Set out exactly every line of the entries below, starting at the line that holds "gas burner, each" and stopping after the line that holds "the pan handle, each".

**** ENTRIES SHOWN ****

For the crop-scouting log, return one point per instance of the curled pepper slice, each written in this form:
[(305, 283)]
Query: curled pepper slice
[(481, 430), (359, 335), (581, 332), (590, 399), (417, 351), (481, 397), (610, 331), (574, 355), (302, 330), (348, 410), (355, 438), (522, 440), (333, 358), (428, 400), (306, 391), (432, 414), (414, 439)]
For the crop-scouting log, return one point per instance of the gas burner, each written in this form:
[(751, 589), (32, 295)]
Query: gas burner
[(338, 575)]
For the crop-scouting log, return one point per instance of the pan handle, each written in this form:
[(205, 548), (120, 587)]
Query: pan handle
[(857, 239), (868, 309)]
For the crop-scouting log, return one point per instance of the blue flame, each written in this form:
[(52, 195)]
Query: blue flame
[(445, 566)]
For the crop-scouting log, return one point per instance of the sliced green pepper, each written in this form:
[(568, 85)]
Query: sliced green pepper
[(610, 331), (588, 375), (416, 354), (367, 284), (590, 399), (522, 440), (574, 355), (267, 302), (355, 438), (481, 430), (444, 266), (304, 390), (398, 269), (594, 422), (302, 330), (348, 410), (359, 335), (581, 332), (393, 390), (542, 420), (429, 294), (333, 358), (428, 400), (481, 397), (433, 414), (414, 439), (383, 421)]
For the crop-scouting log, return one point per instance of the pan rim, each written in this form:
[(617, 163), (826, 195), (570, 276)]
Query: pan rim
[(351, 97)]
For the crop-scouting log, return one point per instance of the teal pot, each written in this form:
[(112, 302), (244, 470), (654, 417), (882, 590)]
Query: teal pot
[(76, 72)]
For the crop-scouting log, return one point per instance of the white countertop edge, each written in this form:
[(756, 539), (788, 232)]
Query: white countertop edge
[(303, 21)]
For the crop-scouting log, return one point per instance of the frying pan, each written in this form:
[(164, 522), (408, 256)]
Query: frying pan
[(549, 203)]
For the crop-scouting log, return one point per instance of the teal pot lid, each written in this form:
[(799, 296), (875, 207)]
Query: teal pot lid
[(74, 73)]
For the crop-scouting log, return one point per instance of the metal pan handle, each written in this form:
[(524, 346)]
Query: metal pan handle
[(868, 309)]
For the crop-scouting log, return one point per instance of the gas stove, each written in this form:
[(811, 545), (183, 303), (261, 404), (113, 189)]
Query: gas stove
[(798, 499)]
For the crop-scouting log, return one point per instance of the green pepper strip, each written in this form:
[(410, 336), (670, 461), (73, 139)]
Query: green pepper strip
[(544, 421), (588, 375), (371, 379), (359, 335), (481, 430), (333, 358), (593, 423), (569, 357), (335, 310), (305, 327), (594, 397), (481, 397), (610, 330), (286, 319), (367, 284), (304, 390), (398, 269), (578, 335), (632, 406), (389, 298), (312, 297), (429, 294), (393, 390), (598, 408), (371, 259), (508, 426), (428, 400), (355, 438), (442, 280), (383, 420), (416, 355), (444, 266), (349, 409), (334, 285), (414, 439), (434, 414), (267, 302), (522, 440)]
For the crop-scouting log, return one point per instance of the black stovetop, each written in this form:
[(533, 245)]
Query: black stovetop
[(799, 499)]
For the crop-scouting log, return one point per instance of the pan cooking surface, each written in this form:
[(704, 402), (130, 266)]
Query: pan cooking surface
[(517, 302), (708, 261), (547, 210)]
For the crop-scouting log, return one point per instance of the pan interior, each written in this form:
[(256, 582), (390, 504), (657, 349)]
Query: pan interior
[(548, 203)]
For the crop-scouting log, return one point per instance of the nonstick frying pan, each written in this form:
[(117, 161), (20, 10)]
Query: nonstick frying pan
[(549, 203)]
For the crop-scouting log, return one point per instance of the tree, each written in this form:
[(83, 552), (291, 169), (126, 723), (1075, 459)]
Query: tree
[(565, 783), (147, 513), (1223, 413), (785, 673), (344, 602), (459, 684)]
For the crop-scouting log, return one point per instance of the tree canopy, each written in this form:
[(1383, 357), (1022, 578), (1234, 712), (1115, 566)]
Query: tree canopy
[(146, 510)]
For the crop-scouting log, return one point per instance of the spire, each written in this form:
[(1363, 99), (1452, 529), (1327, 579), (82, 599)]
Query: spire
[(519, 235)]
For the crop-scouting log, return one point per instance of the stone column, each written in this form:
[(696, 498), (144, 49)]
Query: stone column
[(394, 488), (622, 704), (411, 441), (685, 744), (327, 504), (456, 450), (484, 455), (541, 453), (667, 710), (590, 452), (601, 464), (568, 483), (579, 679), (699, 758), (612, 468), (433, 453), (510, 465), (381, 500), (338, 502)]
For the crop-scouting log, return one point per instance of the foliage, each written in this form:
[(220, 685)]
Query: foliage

****

### RESPONSE AREA
For the crop-scouting log, return one point per instance of the gas burner, each written in this form:
[(751, 589), (32, 295)]
Query: gas burner
[(338, 575)]
For the crop-scouting log, return one point per instance of the pan handle, each written in this form:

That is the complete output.